(STORED DATA):

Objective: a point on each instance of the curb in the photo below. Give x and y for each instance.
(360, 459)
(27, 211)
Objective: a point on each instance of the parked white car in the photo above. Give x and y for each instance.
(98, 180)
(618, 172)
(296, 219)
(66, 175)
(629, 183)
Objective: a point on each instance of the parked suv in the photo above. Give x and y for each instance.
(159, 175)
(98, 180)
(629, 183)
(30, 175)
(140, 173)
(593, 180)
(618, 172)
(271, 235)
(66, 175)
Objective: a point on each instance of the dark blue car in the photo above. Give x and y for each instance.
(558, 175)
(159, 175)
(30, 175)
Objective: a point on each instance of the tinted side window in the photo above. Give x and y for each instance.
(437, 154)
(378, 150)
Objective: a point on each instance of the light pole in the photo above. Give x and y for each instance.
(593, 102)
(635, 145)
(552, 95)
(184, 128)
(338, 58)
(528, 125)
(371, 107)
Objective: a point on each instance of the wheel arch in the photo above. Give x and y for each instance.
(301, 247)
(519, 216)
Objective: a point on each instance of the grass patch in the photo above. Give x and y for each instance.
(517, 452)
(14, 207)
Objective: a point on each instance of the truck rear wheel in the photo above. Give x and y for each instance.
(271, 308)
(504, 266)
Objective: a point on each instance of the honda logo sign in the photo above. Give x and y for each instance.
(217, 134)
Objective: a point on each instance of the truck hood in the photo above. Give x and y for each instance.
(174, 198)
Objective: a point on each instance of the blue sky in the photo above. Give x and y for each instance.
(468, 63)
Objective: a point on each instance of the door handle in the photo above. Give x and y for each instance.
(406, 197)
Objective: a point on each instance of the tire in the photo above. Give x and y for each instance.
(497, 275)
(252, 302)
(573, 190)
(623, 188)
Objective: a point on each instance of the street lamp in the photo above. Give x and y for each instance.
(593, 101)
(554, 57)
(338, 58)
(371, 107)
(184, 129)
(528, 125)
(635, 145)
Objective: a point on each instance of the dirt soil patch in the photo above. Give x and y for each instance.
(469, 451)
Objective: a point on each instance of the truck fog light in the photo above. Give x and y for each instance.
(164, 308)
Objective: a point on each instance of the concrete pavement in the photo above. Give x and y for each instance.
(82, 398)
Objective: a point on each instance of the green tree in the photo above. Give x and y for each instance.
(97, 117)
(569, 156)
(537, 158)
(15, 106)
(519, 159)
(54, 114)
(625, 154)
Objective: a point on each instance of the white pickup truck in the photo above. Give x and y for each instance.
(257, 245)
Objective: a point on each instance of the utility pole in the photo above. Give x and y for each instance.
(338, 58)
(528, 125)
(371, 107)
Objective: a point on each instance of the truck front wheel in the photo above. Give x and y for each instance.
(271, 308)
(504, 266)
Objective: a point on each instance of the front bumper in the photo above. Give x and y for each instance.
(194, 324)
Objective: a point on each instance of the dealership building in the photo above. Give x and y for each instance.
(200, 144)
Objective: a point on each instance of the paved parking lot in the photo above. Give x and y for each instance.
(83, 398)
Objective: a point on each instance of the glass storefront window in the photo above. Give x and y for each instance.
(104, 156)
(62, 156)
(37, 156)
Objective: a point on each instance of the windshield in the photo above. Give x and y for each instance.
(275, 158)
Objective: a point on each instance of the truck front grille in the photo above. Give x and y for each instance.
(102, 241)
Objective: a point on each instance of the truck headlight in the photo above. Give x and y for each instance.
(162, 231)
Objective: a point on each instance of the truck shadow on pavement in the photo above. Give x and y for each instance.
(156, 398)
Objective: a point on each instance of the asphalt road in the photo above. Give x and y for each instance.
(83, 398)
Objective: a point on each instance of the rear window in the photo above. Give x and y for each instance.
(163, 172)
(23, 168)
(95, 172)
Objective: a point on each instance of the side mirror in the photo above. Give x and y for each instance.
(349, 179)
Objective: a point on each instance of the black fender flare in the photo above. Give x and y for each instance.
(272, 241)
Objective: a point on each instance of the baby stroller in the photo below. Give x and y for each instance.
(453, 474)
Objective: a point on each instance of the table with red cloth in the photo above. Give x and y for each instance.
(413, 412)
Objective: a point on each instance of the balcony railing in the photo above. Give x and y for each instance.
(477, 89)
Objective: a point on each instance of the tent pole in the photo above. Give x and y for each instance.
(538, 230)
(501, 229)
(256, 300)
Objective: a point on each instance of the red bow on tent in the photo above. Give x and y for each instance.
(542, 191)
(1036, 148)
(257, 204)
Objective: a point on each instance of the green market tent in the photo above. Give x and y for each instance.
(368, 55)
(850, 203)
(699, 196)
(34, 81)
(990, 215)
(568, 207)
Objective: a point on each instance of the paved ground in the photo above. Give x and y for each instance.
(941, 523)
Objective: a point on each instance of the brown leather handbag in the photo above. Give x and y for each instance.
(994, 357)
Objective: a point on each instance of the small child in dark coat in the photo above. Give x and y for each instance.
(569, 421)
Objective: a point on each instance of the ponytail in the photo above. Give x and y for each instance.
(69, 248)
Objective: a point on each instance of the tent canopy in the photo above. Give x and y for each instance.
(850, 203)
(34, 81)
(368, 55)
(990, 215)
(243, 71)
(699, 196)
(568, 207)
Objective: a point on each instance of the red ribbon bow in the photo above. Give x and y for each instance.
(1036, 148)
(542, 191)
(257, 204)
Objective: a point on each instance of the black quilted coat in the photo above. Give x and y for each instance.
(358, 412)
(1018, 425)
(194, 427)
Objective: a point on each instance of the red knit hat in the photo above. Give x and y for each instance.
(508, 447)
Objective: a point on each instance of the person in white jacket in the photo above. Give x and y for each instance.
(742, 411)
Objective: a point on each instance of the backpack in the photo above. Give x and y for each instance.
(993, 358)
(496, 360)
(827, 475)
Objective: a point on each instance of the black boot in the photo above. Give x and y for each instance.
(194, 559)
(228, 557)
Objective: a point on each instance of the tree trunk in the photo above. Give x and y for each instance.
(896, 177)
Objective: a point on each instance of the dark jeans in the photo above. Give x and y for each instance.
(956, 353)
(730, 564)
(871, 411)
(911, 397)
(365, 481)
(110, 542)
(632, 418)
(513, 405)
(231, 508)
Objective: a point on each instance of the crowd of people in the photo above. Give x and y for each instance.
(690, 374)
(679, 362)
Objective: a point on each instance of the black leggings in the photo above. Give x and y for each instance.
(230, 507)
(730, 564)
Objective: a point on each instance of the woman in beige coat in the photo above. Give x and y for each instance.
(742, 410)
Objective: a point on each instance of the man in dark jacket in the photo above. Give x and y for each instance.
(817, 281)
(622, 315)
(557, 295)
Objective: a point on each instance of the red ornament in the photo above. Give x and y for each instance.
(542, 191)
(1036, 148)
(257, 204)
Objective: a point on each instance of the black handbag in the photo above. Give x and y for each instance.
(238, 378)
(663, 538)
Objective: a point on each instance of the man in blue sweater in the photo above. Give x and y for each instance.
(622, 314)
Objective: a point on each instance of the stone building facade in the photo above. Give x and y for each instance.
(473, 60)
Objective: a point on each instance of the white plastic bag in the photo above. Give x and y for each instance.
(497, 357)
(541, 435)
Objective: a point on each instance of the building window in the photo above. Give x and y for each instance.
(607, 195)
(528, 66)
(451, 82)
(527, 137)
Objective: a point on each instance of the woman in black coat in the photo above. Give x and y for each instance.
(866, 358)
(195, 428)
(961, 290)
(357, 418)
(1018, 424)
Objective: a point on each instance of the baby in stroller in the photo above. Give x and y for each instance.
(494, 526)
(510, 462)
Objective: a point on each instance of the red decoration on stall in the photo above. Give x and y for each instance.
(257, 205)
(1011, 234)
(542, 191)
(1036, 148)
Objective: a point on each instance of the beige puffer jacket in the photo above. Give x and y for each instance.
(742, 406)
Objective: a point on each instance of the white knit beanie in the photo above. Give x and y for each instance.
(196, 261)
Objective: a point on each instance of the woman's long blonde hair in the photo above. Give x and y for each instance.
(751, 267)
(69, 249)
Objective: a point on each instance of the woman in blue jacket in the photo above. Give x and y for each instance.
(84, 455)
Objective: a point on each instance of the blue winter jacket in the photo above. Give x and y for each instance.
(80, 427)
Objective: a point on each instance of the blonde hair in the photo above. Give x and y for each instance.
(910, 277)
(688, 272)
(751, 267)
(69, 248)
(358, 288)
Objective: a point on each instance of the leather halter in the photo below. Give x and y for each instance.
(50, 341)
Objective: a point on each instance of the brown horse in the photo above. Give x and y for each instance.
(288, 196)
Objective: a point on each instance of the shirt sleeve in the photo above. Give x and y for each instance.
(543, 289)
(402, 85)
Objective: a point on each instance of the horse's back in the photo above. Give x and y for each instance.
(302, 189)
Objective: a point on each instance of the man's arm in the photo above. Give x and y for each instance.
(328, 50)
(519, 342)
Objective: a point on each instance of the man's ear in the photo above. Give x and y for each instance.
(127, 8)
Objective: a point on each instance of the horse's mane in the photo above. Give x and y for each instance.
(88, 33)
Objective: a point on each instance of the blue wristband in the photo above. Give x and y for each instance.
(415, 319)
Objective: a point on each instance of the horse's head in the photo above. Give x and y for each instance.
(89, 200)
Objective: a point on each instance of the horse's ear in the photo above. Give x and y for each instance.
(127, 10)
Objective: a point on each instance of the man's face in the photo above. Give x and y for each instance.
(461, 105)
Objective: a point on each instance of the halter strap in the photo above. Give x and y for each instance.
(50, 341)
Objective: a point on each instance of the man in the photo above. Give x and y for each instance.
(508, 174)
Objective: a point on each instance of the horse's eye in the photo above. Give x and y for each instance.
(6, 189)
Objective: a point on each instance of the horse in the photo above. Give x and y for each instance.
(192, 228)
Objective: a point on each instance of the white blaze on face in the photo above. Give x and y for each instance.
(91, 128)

(EXERCISE REQUIREMENTS):
The required output is an exact retyping of the lines from the one that contains "Objective: a point on each instance of the leather" through the last line of the material above.

(SOLUTION TO THIS EXERCISE):
Objective: a point on each instance of the leather halter in the photo below. Give x and y for each instance.
(50, 341)
Objective: a point on each instance of the brown horse in the photo above. Give x and y for each instance.
(288, 196)
Objective: a point on each instance of the shirt sleeve in the photo above. Give x and y for each instance.
(543, 289)
(402, 85)
Objective: a point on each instance of the horse's back in the photo above. Give x and y for each instance.
(302, 189)
Objective: a point on each instance of the man's arm in the photo above. Give x and y for each instance.
(328, 50)
(519, 342)
Objective: a point on each instance of the man's ear in the photo above. Give x and y for each instance.
(127, 8)
Objective: a point on each instance of the horse's mane in the photo above. Give x and y for each instance.
(88, 33)
Objective: a point on each instance of the blue wristband in the photo above. Give x and y for each instance.
(415, 319)
Objective: a point on each instance of the horse's head in the photo above. Give x and y for each instance.
(89, 200)
Objective: a point on each instance of the horse's ear in the photo above. Give x and y for each instance.
(127, 10)
Objective: a point on each instance of the man's face in the photo above. Give x and y for each instance.
(461, 105)
Objective: a point on each instance of the halter strap in the photo above. Give x and y for each instance.
(50, 341)
Objective: a point on each instance of the man in the photo above. Give x and y for each instance.
(508, 174)
Objective: a point on each instance of the horse's eye in the photo above. Give x and y for each instance.
(6, 189)
Objective: a point on each instance of the horse in the photo above. Give x and y for each instance.
(192, 228)
Objective: a point on each instance of the white blaze on face in the photo above. Give x and y for each instance.
(91, 128)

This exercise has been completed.